[Data shown — start]
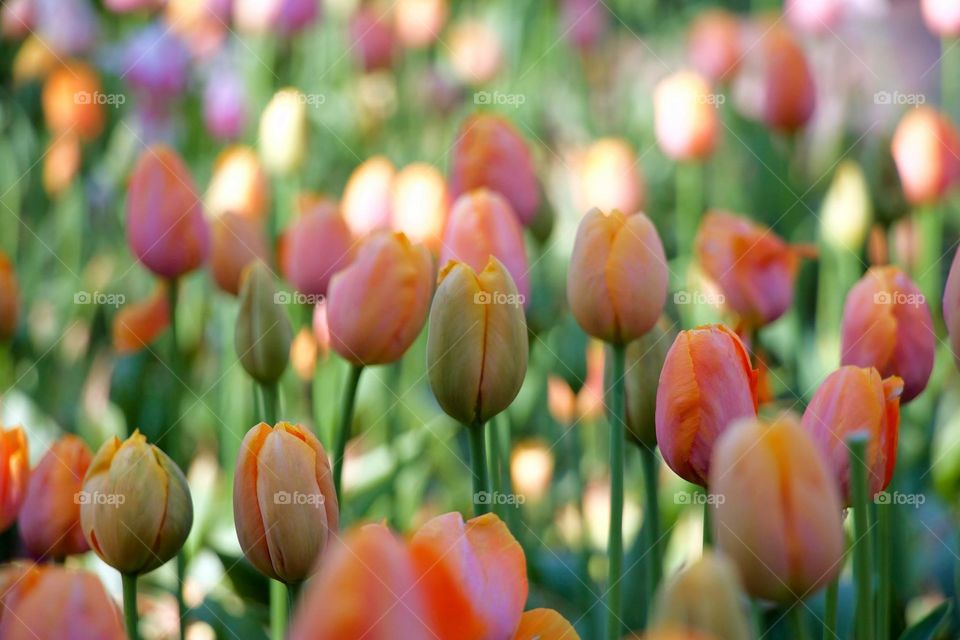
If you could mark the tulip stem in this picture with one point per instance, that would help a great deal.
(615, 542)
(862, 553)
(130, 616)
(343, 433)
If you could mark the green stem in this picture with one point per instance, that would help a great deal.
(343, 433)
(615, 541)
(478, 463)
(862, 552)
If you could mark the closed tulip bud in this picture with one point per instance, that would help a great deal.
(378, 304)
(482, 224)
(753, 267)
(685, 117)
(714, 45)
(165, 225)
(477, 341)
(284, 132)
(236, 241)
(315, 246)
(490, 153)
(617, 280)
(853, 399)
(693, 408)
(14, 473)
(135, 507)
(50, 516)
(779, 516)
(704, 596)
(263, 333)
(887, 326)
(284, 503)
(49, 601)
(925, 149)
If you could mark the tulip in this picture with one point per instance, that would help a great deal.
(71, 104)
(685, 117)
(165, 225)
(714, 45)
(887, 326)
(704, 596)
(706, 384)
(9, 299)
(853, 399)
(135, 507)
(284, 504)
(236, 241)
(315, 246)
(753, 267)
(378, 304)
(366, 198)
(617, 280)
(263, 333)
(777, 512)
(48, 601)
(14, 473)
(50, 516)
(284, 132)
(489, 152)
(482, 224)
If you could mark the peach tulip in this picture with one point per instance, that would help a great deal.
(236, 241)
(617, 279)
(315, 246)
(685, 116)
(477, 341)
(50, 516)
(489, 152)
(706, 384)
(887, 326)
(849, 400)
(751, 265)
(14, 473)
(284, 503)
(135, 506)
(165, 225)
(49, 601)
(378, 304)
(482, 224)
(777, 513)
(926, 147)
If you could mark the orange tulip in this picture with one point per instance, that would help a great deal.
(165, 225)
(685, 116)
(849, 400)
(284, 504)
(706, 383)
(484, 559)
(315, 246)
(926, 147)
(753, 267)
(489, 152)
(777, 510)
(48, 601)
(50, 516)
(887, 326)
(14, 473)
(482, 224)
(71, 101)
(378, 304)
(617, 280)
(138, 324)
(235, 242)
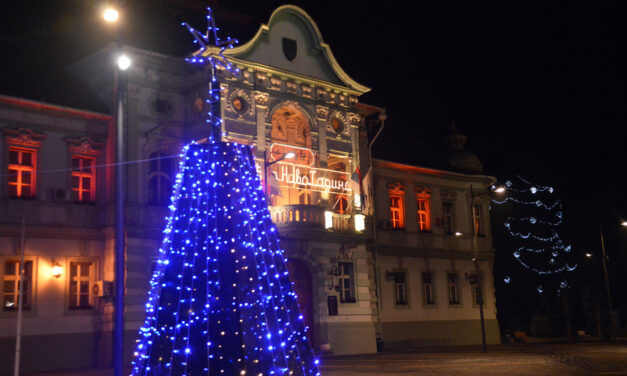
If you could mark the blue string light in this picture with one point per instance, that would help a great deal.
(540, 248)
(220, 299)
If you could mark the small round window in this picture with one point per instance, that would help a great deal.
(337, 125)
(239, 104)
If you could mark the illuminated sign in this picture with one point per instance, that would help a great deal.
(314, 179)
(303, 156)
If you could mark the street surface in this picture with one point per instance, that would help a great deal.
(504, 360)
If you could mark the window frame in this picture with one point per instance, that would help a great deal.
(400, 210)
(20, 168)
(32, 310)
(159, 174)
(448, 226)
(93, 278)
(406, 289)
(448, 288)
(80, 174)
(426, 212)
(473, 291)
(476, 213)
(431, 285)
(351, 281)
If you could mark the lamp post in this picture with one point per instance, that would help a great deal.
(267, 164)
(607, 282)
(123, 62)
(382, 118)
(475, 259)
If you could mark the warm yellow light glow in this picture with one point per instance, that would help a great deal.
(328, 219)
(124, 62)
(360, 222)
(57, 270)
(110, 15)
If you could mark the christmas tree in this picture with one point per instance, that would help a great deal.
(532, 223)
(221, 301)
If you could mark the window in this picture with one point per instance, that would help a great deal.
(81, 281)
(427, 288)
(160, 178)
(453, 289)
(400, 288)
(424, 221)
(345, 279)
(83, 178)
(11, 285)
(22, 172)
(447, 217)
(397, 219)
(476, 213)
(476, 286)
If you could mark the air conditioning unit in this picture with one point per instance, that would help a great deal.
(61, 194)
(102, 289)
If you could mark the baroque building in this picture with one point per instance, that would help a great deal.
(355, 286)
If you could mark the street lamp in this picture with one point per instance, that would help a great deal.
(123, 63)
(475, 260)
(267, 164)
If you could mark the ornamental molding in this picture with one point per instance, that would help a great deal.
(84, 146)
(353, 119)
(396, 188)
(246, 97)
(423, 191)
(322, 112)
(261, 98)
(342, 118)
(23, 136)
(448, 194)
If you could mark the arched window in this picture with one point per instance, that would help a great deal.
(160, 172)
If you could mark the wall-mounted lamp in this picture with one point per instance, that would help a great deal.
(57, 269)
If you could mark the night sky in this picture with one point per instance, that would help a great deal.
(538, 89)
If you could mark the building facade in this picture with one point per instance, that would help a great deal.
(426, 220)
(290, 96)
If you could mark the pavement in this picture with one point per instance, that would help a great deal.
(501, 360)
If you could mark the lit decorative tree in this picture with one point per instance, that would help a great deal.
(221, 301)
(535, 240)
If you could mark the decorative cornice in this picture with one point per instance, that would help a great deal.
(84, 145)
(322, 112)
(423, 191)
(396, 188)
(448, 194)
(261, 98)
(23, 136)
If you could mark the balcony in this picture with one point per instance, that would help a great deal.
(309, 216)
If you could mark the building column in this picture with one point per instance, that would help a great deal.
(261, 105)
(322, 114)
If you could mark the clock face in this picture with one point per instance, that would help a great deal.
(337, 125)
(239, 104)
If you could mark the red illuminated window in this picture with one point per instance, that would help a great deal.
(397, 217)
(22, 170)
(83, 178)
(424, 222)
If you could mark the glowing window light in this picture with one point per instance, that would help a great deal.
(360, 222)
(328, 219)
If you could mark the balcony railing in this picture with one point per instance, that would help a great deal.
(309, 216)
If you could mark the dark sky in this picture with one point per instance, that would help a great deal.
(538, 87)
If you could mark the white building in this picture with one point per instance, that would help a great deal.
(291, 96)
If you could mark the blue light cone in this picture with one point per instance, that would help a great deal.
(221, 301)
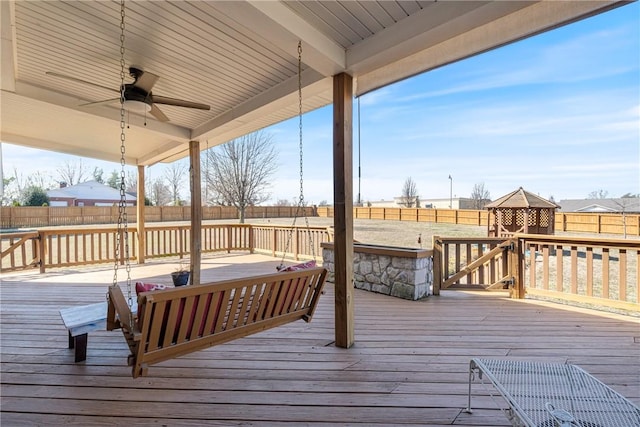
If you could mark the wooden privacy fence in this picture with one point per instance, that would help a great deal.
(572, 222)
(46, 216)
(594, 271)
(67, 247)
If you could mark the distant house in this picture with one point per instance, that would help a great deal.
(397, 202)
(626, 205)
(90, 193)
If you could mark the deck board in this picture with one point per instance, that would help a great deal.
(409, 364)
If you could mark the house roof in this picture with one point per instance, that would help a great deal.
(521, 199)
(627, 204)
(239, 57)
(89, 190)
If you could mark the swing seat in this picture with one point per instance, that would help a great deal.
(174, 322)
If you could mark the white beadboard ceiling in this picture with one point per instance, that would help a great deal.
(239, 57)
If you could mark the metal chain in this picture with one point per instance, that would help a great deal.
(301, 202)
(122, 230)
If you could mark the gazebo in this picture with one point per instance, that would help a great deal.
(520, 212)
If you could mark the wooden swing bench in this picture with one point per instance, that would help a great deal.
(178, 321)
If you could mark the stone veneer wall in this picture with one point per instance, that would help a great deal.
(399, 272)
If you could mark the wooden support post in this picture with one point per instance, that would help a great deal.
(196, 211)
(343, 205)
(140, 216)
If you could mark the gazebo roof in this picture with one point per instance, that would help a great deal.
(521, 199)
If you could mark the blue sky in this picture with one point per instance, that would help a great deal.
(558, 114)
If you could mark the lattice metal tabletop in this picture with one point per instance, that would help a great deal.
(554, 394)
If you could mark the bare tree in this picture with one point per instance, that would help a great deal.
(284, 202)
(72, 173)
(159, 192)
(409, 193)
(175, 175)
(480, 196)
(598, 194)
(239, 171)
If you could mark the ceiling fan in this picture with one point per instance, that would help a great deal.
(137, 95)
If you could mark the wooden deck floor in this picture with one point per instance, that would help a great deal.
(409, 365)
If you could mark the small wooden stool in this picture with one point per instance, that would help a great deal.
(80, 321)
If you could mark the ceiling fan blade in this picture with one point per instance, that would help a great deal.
[Data shown — finish]
_Description of the task_
Output the material above word for word. Leave out its images.

_Response area_
If you could mark the tulip stem in this picture with one point per instance, that would help a great deal.
(615, 542)
(862, 553)
(130, 616)
(343, 433)
If you could mark the green stem in this picture with one point per instance, that would help a great deal.
(343, 433)
(615, 541)
(478, 463)
(862, 552)
If you could mark the closed tulip bud in this picture with one point per instance, that would help a great deal.
(378, 304)
(482, 224)
(753, 267)
(685, 117)
(714, 45)
(165, 225)
(477, 341)
(284, 132)
(236, 241)
(315, 246)
(490, 153)
(617, 280)
(853, 399)
(693, 408)
(14, 473)
(135, 507)
(50, 516)
(779, 516)
(704, 596)
(263, 333)
(887, 326)
(284, 503)
(49, 601)
(925, 149)
If you could mark the tulip in this picture with one point per instance, that would help a great deal.
(71, 104)
(685, 117)
(165, 225)
(714, 45)
(887, 326)
(704, 596)
(706, 384)
(9, 299)
(853, 399)
(135, 507)
(284, 504)
(236, 241)
(315, 246)
(753, 267)
(378, 304)
(366, 198)
(617, 280)
(263, 333)
(777, 512)
(48, 601)
(14, 473)
(50, 516)
(284, 132)
(489, 152)
(482, 224)
If you could mark the peach tulip in this picture with one point per instance, that would help a great deal.
(236, 241)
(617, 279)
(315, 246)
(685, 116)
(477, 341)
(50, 516)
(489, 152)
(706, 384)
(887, 326)
(849, 400)
(751, 265)
(14, 473)
(284, 503)
(135, 506)
(165, 225)
(49, 601)
(378, 304)
(482, 224)
(777, 513)
(926, 147)
If you could mark the orange tulip in this picture with one point per instance, that would help a great deal.
(165, 225)
(685, 116)
(849, 400)
(284, 504)
(706, 383)
(484, 559)
(315, 246)
(926, 147)
(753, 267)
(489, 152)
(777, 510)
(48, 601)
(50, 516)
(887, 326)
(14, 473)
(482, 224)
(71, 101)
(378, 304)
(617, 280)
(138, 324)
(235, 242)
If you could mark the blue string light in this picture with one point per instance, that would help a great deal.
(540, 248)
(220, 299)
If you could mark the small round window in this picture with one point per instance, that would help a great deal.
(337, 125)
(239, 104)
If you could mark the illuminated sign in this picture with one point per instance, that would help a great deal.
(314, 179)
(303, 156)
If you could mark the street surface in this picture with one point per instance, that would help a great deal.
(504, 360)
If you could mark the window frame in this picture with one point per instance, that would help a great deal.
(400, 210)
(20, 168)
(32, 310)
(159, 174)
(448, 226)
(93, 278)
(406, 289)
(448, 288)
(80, 174)
(426, 212)
(473, 291)
(476, 213)
(431, 285)
(351, 281)
If you could mark the lamp post in this picture with one point per instance, that would help a great deal.
(267, 164)
(607, 282)
(123, 62)
(382, 118)
(475, 259)
If you could mark the warm yellow light glow in this picture with one point per instance, that would help a great deal.
(328, 219)
(124, 62)
(360, 222)
(57, 270)
(110, 15)
If you could mark the christmas tree in this picture with one point per instance, that would help a great deal.
(532, 223)
(221, 301)
If you could mark the window in this picture with one point per instance, that would help a great deal.
(81, 281)
(427, 288)
(160, 178)
(453, 289)
(400, 288)
(424, 221)
(345, 279)
(83, 178)
(11, 285)
(22, 172)
(447, 217)
(397, 219)
(476, 213)
(476, 286)
If you could mark the air conditioning unit in this picture with one point per instance, that would help a great deal.
(61, 194)
(102, 289)
If you could mark the baroque building in this picture with one point per instance, that would help a great deal.
(355, 286)
If you could mark the street lamp in this picture with one point per instance, that would help a great deal.
(123, 63)
(475, 260)
(267, 164)
If you could mark the ornamental molding in this picture with one point per instance, that would help a great deal.
(84, 146)
(353, 119)
(396, 188)
(246, 97)
(423, 191)
(322, 112)
(261, 98)
(342, 118)
(23, 136)
(448, 194)
If you could mark the arched window in this picture with one point per instance, that would help a great deal.
(160, 172)
If you could mark the wall-mounted lamp in this picture with one point per instance, that would help a great deal.
(57, 269)
If you could mark the night sky in this picture with one point per instance, that would help a great deal.
(538, 89)
If you could mark the building facade in this picture with one point per instance, that would help a great deal.
(426, 220)
(290, 96)
If you could mark the pavement in this picture with one point per instance, that would help a great deal.
(501, 360)
If you could mark the lit decorative tree in this picture with one point per instance, that would help a great deal.
(221, 301)
(535, 240)
If you could mark the decorative cornice in this picture with one point per instance, that would help a great deal.
(84, 145)
(322, 112)
(423, 191)
(396, 188)
(448, 194)
(261, 98)
(23, 136)
If you could mark the balcony in this picture with one point per instance, that would help a great deal.
(309, 216)
If you could mark the building column in this picture with one point per instance, that would help a great deal.
(261, 105)
(322, 114)
If you could mark the clock face in this picture with one point per instance, that would help a great deal.
(337, 125)
(239, 104)
If you could mark the red illuminated window in this picture with one point per instance, that would help a great deal.
(397, 217)
(22, 170)
(83, 178)
(424, 222)
If you could mark the glowing window light in this picture with one point per instance, that would help a great deal.
(360, 222)
(328, 219)
If you could mark the balcony railing in this picture with one point per instance, that would help a great deal.
(309, 216)
If you could mark the dark sky in this picture with one point per instance, that would help a great deal.
(538, 87)
If you could mark the white building in this picture with one point per instance, that would help a great deal.
(291, 96)
If you could mark the blue light cone in this picture with one point per instance, that would help a great deal.
(221, 301)
If you could mark the wooden privacy fence in this picture with one point per instance, that would help a great deal.
(572, 222)
(46, 216)
(594, 271)
(67, 247)
If you could mark the distant house in this picture with one point per instance, that would help a great deal.
(397, 202)
(626, 205)
(90, 193)
If you could mark the deck board in this picture with one point per instance, that would help a great deal.
(409, 364)
If you could mark the house roof in this picture with one point per instance, that would help a great deal.
(521, 199)
(627, 204)
(239, 57)
(89, 190)
If you could mark the swing seat in this picture with one point per instance, that would help a great deal.
(174, 322)
If you could mark the white beadboard ceiling in this picture with one point per instance, that would help a great deal.
(239, 57)
If you could mark the metal chain in this picture with one point per instance, that would help a great deal.
(301, 202)
(122, 230)
If you could mark the gazebo in this picture with one point per instance, that would help a great deal.
(520, 212)
If you could mark the wooden swing bench in this picture with one point per instance, that would help a great deal.
(178, 321)
If you could mark the stone veneer wall in this picture with one point per instance, that would help a great deal.
(399, 272)
If you could mark the wooden support post in this picture with one point per instance, that would help a great deal.
(196, 211)
(343, 205)
(140, 216)
If you could mark the gazebo roof in this picture with one point per instance, that would help a great deal.
(521, 199)
If you could mark the blue sky in this picture with one point per instance, that would help a great deal.
(558, 114)
If you could mark the lattice metal tabletop in this picture with one point per instance, that would help a great deal.
(554, 394)
If you could mark the bare tree in this picture with one point per instance, that would help a great deal.
(284, 202)
(72, 173)
(159, 192)
(409, 193)
(175, 175)
(480, 196)
(598, 194)
(239, 171)
If you could mark the ceiling fan in this picture with one point per instance, that would help a great deal.
(137, 95)
If you could mark the wooden deck floor in this picture with one point per instance, that would help a great deal.
(409, 365)
If you could mark the small wooden stool in this picture with one point per instance, that would help a great deal.
(80, 321)
If you could mark the ceiling fan blade in this picture with one point per instance, that would help a great deal.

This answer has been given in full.